● **Source document**:
[BEGIN]
# Learned a new Petco discount code today to get fish for less



## jadaBlu (Feb 14, 2013)

If you start feeling bad for that one particular betta that has been in the store for a long time they have a discount code called "extended stay". 
I was able to get one for 50% off that way.


----------



## BlueInkFish (Jan 13, 2013)

Well, time to pack up the whole shelf and take it back home. ;-)


----------



## jadaBlu (Feb 14, 2013)

I was only "inquiring" about a King that had been there at least a month and half she asked which one grabbed him and started ringing him up.


----------



## Engel (Jan 27, 2016)

I only got a 20% discount when they used the extended stay on mine. Maybe they're able to control how big of a discount they give


----------



## Witchipoo (Dec 13, 2015)

There was a sad looking "King" at my petco last week that had been there a while. This is good to know, I have to go over there tomorrow. If he's still there I'm going to try to talk them out of him.
[END]
● **Data section**:
[BEGIN]
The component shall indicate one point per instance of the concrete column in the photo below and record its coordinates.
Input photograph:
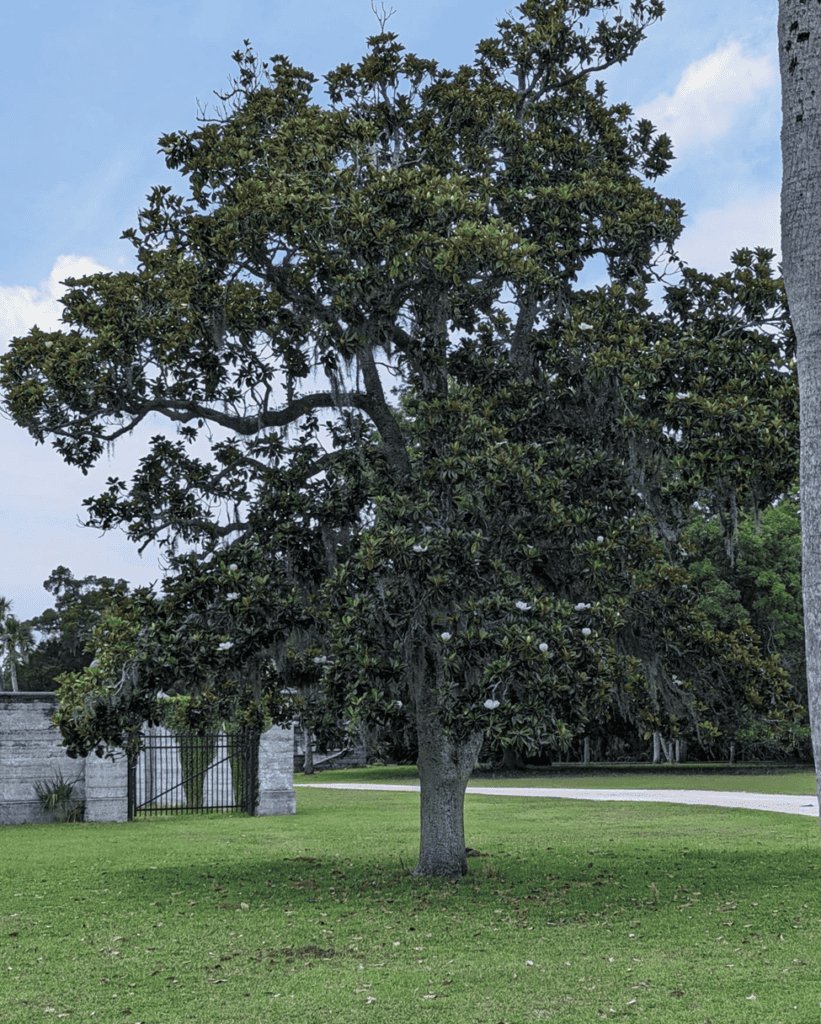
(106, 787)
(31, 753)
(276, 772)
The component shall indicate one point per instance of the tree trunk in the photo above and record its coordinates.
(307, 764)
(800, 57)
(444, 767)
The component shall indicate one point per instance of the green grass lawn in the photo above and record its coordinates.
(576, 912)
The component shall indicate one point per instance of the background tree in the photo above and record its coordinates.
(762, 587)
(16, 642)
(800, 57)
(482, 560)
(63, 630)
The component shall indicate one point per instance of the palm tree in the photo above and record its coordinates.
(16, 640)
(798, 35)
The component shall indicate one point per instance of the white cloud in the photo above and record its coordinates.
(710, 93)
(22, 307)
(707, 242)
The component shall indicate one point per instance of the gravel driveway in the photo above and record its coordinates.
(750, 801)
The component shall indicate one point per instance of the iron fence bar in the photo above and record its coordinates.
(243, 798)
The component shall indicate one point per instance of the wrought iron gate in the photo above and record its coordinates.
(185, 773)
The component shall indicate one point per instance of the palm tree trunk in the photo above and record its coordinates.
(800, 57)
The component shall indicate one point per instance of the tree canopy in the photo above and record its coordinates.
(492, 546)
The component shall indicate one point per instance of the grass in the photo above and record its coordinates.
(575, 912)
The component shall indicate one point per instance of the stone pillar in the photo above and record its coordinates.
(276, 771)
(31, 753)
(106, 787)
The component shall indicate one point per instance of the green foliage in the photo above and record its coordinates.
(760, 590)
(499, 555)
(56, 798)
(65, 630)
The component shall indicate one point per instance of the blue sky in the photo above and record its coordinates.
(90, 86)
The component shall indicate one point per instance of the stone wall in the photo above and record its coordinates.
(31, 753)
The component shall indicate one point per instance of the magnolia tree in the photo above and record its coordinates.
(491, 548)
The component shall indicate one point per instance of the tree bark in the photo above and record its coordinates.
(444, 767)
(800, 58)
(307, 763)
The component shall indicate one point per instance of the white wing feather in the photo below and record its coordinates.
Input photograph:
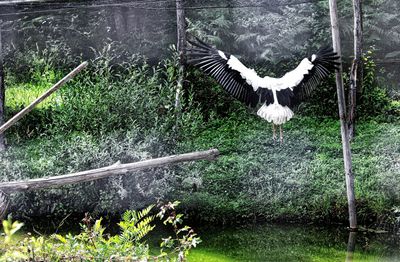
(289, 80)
[END]
● **Requests**:
1. List the usernames of everyone who posted in the Petco discount thread, with each name given once.
2. Quote everything in the Petco discount thread from "There was a" down to "out of him.".

● **Responses in order**:
1.
jadaBlu
BlueInkFish
Engel
Witchipoo

2.
There was a sad looking "King" at my petco last week that had been there a while. This is good to know, I have to go over there tomorrow. If he's still there I'm going to try to talk them out of him.